Data excerpts
↓↓↓

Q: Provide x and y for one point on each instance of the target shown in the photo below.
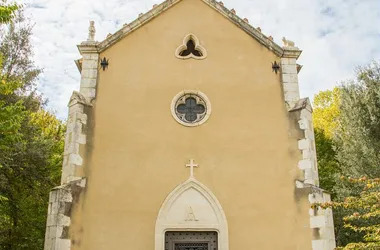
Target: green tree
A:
(31, 144)
(358, 133)
(7, 11)
(362, 213)
(325, 119)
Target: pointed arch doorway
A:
(191, 218)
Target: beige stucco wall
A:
(136, 153)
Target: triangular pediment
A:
(217, 6)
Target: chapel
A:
(188, 133)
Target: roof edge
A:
(157, 10)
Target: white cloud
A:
(336, 36)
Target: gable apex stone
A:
(287, 52)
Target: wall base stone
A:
(61, 201)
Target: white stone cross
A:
(192, 165)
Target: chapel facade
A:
(188, 132)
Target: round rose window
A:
(191, 108)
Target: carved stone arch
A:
(191, 206)
(201, 51)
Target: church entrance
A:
(191, 240)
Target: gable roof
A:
(219, 7)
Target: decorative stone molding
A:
(157, 10)
(74, 137)
(180, 98)
(184, 46)
(89, 65)
(191, 206)
(308, 163)
(321, 220)
(61, 200)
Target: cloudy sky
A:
(335, 35)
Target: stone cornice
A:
(218, 6)
(88, 47)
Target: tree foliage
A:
(358, 133)
(31, 144)
(347, 122)
(325, 120)
(7, 12)
(362, 213)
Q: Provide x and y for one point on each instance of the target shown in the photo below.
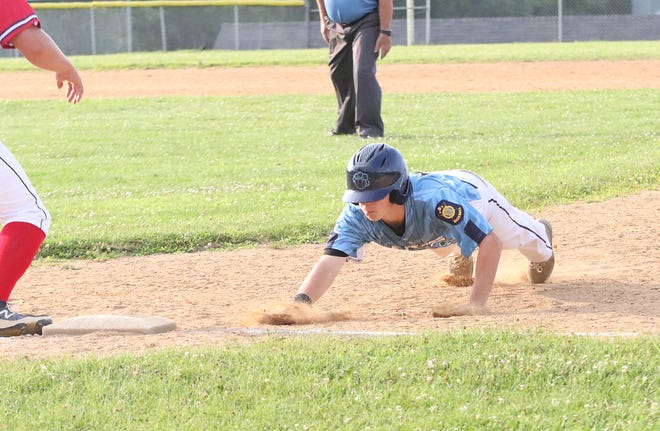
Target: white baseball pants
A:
(19, 202)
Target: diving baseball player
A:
(24, 218)
(450, 212)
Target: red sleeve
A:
(16, 16)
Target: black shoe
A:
(15, 324)
(539, 272)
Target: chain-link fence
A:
(122, 27)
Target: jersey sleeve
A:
(348, 235)
(16, 16)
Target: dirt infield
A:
(606, 280)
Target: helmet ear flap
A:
(399, 196)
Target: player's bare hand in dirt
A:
(465, 309)
(74, 90)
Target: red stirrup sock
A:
(19, 243)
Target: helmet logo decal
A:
(361, 180)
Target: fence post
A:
(410, 19)
(428, 22)
(92, 26)
(560, 20)
(129, 29)
(163, 30)
(237, 44)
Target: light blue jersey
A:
(438, 214)
(348, 11)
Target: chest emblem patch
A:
(449, 212)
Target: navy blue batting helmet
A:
(375, 171)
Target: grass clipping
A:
(296, 314)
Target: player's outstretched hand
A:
(74, 90)
(450, 310)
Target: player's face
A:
(376, 210)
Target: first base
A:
(110, 323)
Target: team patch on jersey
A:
(449, 212)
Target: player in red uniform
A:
(24, 219)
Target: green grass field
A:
(171, 174)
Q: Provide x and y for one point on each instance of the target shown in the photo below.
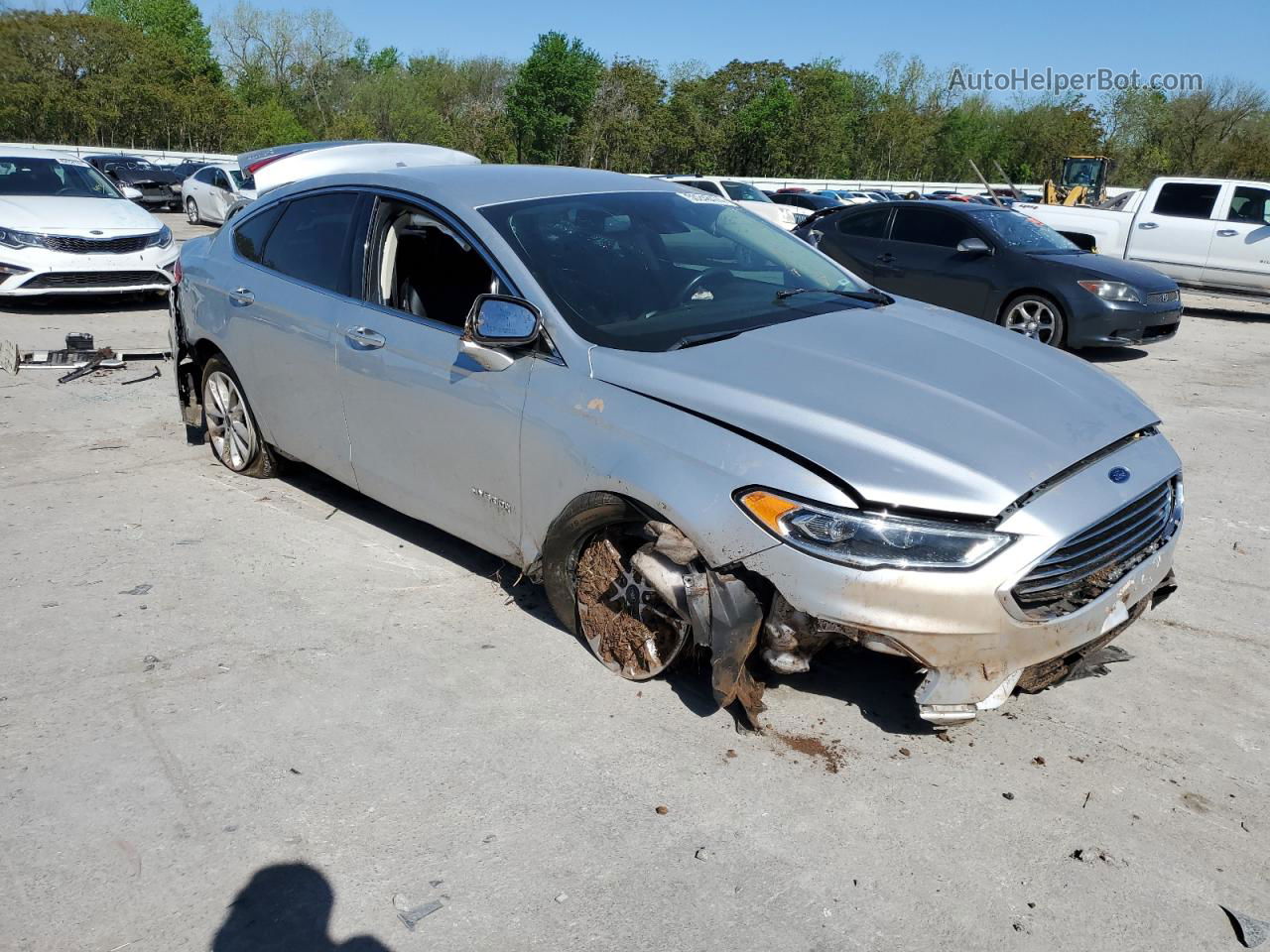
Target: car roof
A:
(479, 185)
(23, 153)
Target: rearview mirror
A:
(974, 246)
(498, 320)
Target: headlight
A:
(1111, 290)
(871, 539)
(21, 239)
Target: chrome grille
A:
(1093, 560)
(98, 280)
(85, 246)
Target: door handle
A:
(365, 338)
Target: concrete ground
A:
(272, 715)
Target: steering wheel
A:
(698, 280)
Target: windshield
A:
(743, 191)
(1024, 234)
(643, 271)
(63, 178)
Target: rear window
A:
(1187, 199)
(871, 223)
(926, 226)
(249, 236)
(310, 240)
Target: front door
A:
(1239, 254)
(285, 295)
(435, 434)
(1175, 234)
(921, 261)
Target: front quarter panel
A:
(581, 434)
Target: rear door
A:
(1239, 254)
(921, 261)
(855, 239)
(287, 293)
(1174, 230)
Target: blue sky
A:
(1166, 36)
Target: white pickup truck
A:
(1210, 234)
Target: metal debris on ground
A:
(140, 380)
(411, 918)
(1250, 932)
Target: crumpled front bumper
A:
(964, 627)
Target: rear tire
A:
(1034, 316)
(231, 430)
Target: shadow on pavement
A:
(285, 909)
(1110, 354)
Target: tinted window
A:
(310, 240)
(249, 236)
(642, 271)
(871, 223)
(1184, 199)
(705, 186)
(926, 226)
(1250, 204)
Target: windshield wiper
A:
(707, 338)
(875, 298)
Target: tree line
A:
(151, 73)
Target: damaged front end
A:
(645, 594)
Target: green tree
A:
(176, 21)
(550, 95)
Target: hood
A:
(910, 404)
(75, 216)
(1101, 267)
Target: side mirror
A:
(494, 324)
(498, 320)
(973, 246)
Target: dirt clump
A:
(828, 753)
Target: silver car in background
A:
(691, 426)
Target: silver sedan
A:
(691, 426)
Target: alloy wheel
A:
(1033, 318)
(229, 425)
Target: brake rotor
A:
(627, 625)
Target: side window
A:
(926, 226)
(871, 223)
(249, 236)
(1250, 204)
(310, 240)
(1185, 199)
(423, 267)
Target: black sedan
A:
(1000, 266)
(158, 186)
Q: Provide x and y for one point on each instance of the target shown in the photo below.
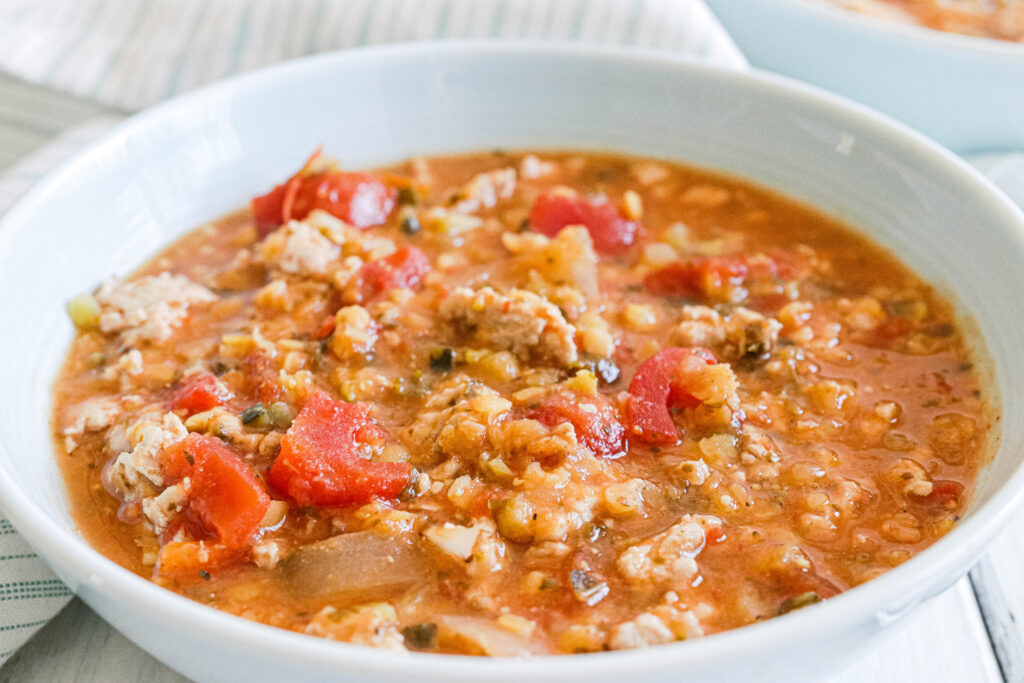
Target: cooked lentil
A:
(590, 402)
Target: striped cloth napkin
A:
(131, 53)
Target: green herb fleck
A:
(420, 636)
(441, 358)
(256, 417)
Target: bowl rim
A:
(954, 551)
(898, 30)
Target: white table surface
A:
(970, 634)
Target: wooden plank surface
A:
(945, 641)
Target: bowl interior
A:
(951, 87)
(195, 159)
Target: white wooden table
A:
(971, 634)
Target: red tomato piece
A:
(596, 422)
(659, 384)
(358, 199)
(696, 278)
(225, 498)
(610, 231)
(199, 392)
(403, 268)
(946, 494)
(267, 210)
(318, 462)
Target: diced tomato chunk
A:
(267, 210)
(320, 463)
(946, 494)
(659, 384)
(610, 231)
(403, 268)
(199, 392)
(224, 496)
(190, 557)
(696, 278)
(595, 421)
(359, 199)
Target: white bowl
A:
(169, 169)
(966, 92)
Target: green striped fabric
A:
(130, 53)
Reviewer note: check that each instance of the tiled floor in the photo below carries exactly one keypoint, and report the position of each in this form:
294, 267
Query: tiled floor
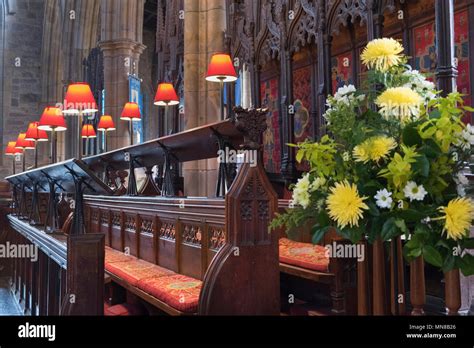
8, 305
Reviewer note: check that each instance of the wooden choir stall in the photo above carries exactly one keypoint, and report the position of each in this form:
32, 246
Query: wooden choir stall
160, 252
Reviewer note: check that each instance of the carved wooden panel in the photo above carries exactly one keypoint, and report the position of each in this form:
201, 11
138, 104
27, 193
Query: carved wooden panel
217, 238
147, 225
116, 219
167, 231
271, 137
104, 217
130, 223
192, 234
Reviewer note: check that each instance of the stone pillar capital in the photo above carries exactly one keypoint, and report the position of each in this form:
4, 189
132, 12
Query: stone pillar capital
117, 45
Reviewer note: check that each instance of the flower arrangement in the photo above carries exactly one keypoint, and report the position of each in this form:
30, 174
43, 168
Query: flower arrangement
393, 163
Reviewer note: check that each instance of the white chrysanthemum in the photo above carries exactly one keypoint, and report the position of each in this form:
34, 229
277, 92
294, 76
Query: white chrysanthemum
414, 192
344, 91
384, 199
468, 134
420, 84
461, 190
461, 179
301, 192
317, 184
345, 95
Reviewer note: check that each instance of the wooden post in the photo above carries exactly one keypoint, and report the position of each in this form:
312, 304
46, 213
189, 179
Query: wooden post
397, 279
446, 71
452, 292
417, 286
362, 284
85, 275
249, 206
378, 275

↑↑↑

*ABOUT THIS EXERCISE*. For this exercise, retype the data above exactly and skip every image.

*EXPECTED OUTPUT*.
Q: Provide x and y for one point on each instance of the target shown in the photo below.
Target: green tree
A:
(31, 144)
(358, 133)
(7, 11)
(362, 213)
(325, 119)
Target: pointed arch doorway
A:
(191, 218)
Target: beige stucco wall
A:
(136, 153)
Target: triangular pediment
A:
(217, 6)
Target: chapel
A:
(188, 133)
Target: roof edge
A:
(157, 10)
Target: white cloud
A:
(336, 36)
Target: gable apex stone
A:
(287, 52)
Target: wall base stone
A:
(61, 201)
Target: white stone cross
A:
(192, 165)
Target: chapel facade
A:
(188, 132)
Target: round rose window
A:
(191, 108)
Target: carved stone arch
A:
(191, 206)
(201, 51)
Target: church entrance
A:
(191, 240)
Target: gable roof
A:
(219, 7)
Target: decorative stone molding
A:
(157, 10)
(74, 137)
(180, 98)
(184, 46)
(89, 65)
(191, 206)
(308, 163)
(321, 220)
(61, 200)
Target: cloudy sky
A:
(335, 35)
Target: stone cornice
A:
(218, 6)
(88, 47)
Target: tree foliage
A:
(358, 133)
(31, 144)
(347, 122)
(325, 120)
(7, 12)
(362, 213)
Q: Provide x and y for one point on each instance of the target shown in the photo below.
Target: white baseball pants
A:
(19, 202)
Target: diving baseball player
A:
(24, 218)
(450, 212)
Target: red sleeve
A:
(16, 16)
Target: black shoe
A:
(15, 324)
(539, 272)
Target: chain-link fence
A:
(122, 27)
Target: jersey sleeve
A:
(348, 235)
(16, 16)
Target: dirt infield
A:
(606, 280)
Target: helmet ear flap
A:
(399, 196)
Target: player's bare hand in dirt
A:
(465, 309)
(74, 90)
Target: red stirrup sock
A:
(19, 243)
Target: helmet logo decal
A:
(361, 180)
Target: fence post
A:
(410, 19)
(428, 22)
(92, 26)
(560, 20)
(129, 29)
(163, 30)
(237, 44)
Target: light blue jersey
A:
(438, 214)
(348, 11)
Target: chest emblem patch
A:
(449, 212)
Target: navy blue batting helmet
A:
(375, 171)
Target: grass clipping
A:
(296, 314)
Target: player's outstretched hand
A:
(74, 90)
(450, 310)
Target: player's face
A:
(376, 210)
Target: first base
A:
(110, 323)
Target: team patch on jersey
A:
(449, 212)
Target: player in red uniform
A:
(24, 219)
Target: green grass field
A:
(171, 174)
Q: Provide x and y for one point on each instance of the target shown in the photo below.
Target: car roof
A:
(479, 185)
(23, 153)
Target: rearview mirror
A:
(974, 246)
(498, 320)
Target: headlight
A:
(1111, 290)
(871, 539)
(21, 239)
Target: chrome grille
A:
(1093, 560)
(98, 280)
(85, 246)
Target: door handle
A:
(365, 338)
Target: concrete ground
A:
(272, 715)
Target: steering wheel
A:
(698, 280)
Target: windshield
A:
(743, 191)
(1024, 234)
(643, 271)
(63, 178)
Target: rear window
A:
(1187, 199)
(871, 223)
(926, 226)
(249, 236)
(310, 240)
Target: front door
A:
(1239, 254)
(285, 295)
(435, 434)
(1175, 234)
(921, 261)
Target: front quarter panel
A:
(581, 434)
Target: rear door
A:
(1239, 254)
(921, 261)
(855, 239)
(287, 293)
(1174, 230)
Target: blue sky
A:
(1166, 36)
Target: white pickup truck
A:
(1210, 234)
Target: metal debris on ground
A:
(140, 380)
(411, 918)
(1250, 932)
Target: crumpled front bumper
A:
(964, 627)
Target: rear tire
A:
(1034, 316)
(231, 430)
Target: shadow on pavement
A:
(285, 909)
(1110, 354)
Target: tinted window
A:
(310, 240)
(249, 236)
(642, 271)
(871, 223)
(1184, 199)
(705, 186)
(926, 226)
(1250, 204)
Target: windshield wiper
A:
(707, 338)
(875, 298)
Target: tree line
A:
(151, 73)
Target: damaged front end
A:
(645, 594)
Target: green tree
A:
(176, 21)
(550, 95)
Target: hood
A:
(910, 404)
(75, 216)
(1101, 267)
Target: side mirror
A:
(494, 324)
(498, 320)
(973, 246)
Target: dirt clump
A:
(828, 753)
Target: silver car in background
A:
(691, 426)
Target: silver sedan
A:
(691, 426)
Target: alloy wheel
A:
(1033, 318)
(229, 425)
Target: brake rotor
A:
(627, 625)
Target: side window
A:
(926, 226)
(871, 223)
(249, 236)
(1250, 204)
(310, 240)
(1185, 199)
(423, 267)
Target: black sedan
A:
(1000, 266)
(158, 186)
Q: Provide x and y for one point on each instance of the target shown in the photo below.
Target: cooked lentil
A:
(590, 402)
Target: striped cloth napkin
A:
(131, 53)
Target: green herb fleck
A:
(420, 636)
(441, 358)
(256, 417)
Target: bowl rim
A:
(954, 551)
(898, 30)
Target: white table surface
A:
(970, 634)
Target: wooden plank surface
A:
(945, 641)
Target: bowl interior
A:
(951, 87)
(195, 159)
Target: white wooden table
A:
(971, 634)
Target: red tomato piece
A:
(596, 422)
(659, 384)
(358, 199)
(696, 278)
(225, 498)
(610, 231)
(199, 392)
(403, 268)
(946, 494)
(267, 210)
(318, 462)
Target: diced tomato chunk
A:
(267, 210)
(320, 463)
(946, 494)
(659, 384)
(610, 231)
(403, 268)
(199, 392)
(224, 496)
(190, 557)
(696, 278)
(595, 421)
(359, 199)
Target: white bowl
A:
(169, 169)
(966, 92)
Target: green striped fabric
A:
(130, 53)
Reviewer note: check that each instance of the tiled floor in the photo below carries exactly one keypoint, and report the position of each in this form:
294, 267
Query: tiled floor
8, 305
Reviewer note: check that each instance of the wooden choir stall in the photo above carries exactly one keypoint, and report the position of each in this form:
32, 246
Query: wooden choir stall
160, 252
Reviewer note: check that each instance of the carved wooden panel in the photo above carries exactly one keypoint, and report the position of each in this form:
201, 11
138, 104
27, 193
Query: carved wooden panel
217, 238
147, 225
116, 219
167, 231
271, 137
104, 217
130, 223
192, 234
Reviewer note: check that each instance of the stone pillar capital in the photo above carries exactly one keypoint, and report the position of each in this form:
4, 189
132, 12
Query: stone pillar capital
117, 45
Reviewer note: check that each instance of the flower arrangement in the photo above carries exactly one keypoint, and report the position of each in this form:
30, 174
43, 168
Query: flower arrangement
393, 163
Reviewer note: check that each instance of the white chrysanthemum in the photo above carries exactly one keypoint, and report the position of each in this form:
34, 229
277, 92
294, 76
Query: white chrysanthemum
414, 192
344, 91
384, 199
468, 134
420, 84
461, 190
461, 179
301, 192
317, 184
345, 95
Reviewer note: check that each instance of the wooden post in the photo above carries exactly one keypoint, and report the position of each in this form:
312, 304
46, 213
189, 179
Query: wooden post
397, 279
446, 71
452, 292
417, 286
362, 284
85, 275
249, 206
378, 275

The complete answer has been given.